- INSTRUCTIONS TO FOLLOW -
Can you carry on the account of the 1979 Amandla Festival at Harvard Stadium from the point where it stops?

The Amandla Festival of Unity was a world music festival held at Harvard Stadium in Boston, Massachusetts, on July 21, 1979. The festival was held in an effort to support and celebrate the liberation of South Africa and the on-going efforts of people in Boston to address racism in their families, schools, workplaces and communities. According to Wikipedia, the word ‘Amandla’ is from the South-African Zulu language and means ‘power’, ‘strength’ or ‘energy’.
Bob Marley is touring and playing songs from his forthcoming “Survival” album when he is asked to perform at the Amandla Festival. The forthcoming album has many politically charged songs including “Zimbabwe“, which is about the liberation of the African country of the same name. Marley makes several short speeches during his encore when he powerfully blames the system and urgently claims Africa’s unity and freedom. “Free Africa now cuz Africa nah free!” he shouts with defiance. The onstage speeches are unusual for Marley, as he normally is threatened with censorship for speaking openly about many social issues like apartheid and marijuana.
Performers include soul legend Patti LaBelle, jazz pianist Eddie Palmieri, drummer Babatunde Olatunji, the South African band Jabula and comedian Dick Gregory, who gives a 15-minute racially-charged speech before Marley’s performance.
I spoke with Mr. Mark Miller, Bob Marley’s stage manager from 1978-1980, regarding this historic show:
“In regards to the Amandla show.. yea, you are pretty correct. At the time we knew something was happening as the places we began playing in 1979 were all big venues, and the crowds kept getting bigger. When we arrived at Harvard Stadium, to be honest it was just a big empty stadium. The grounds people were still putting sections of plywood on the ground to help save the grass I guess. We did a rehearsal that afternoon, but from memory there was no ‘special feeling’ going on. We all had a job to do so we got on with it.

- DATA BLOCK -

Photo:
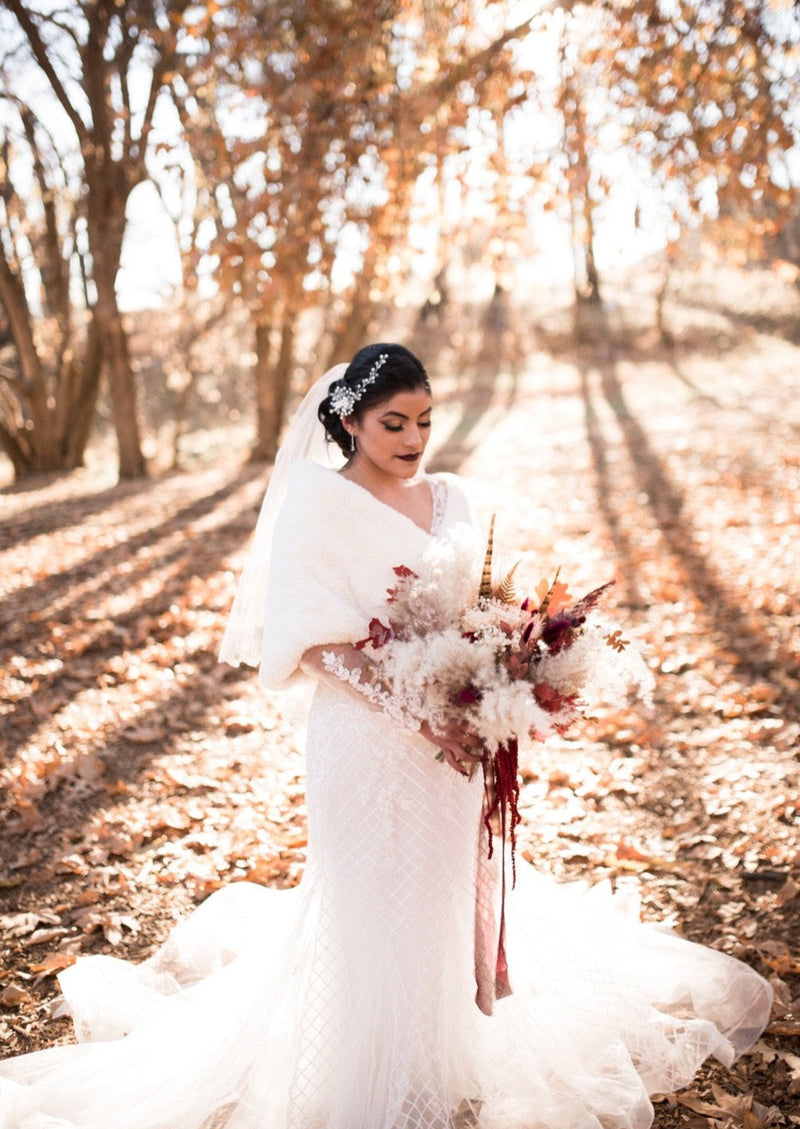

- THE REPLY -
Bob was always fairly laid back, except when something did not go right with the music. I think he heard what he wanted in his head long before anyone picked up an instrument, so he sometimes got pretty stern when the playing or the girls’ singing was not right.
Amandla was kinda’ strange for me now. When I see the video, every time Bob moved off center, there I was standing in the viewfinder of the camera which filmed the show!”
Neville Garrick can be seen playing percussion throughout the show. Mr. Garrick was Bob’s art director, and he did all of the lighting during the shows, however, whenever there was a daytime show in the late ‘70s, Neville had nothing to light, so he moonlighted on percussion on stage with the Wailers.
“Neville got into the percussion thing, as the show was in the day time and he did not have any lights to fiddle with. He did all the lighting on the tours you know…”
With regard to the crowd that day at the Amandla Festival, Mark had this to say, “When the gates opened, it was like a stampede. The audience all ran from the entrances toward the stage but luckily it was fairly high up so they could not climb on it.
It was a great show, but then there were so many.. I did 124 shows with Bob and the Wailers, and all of them are burnin’ in my memories..”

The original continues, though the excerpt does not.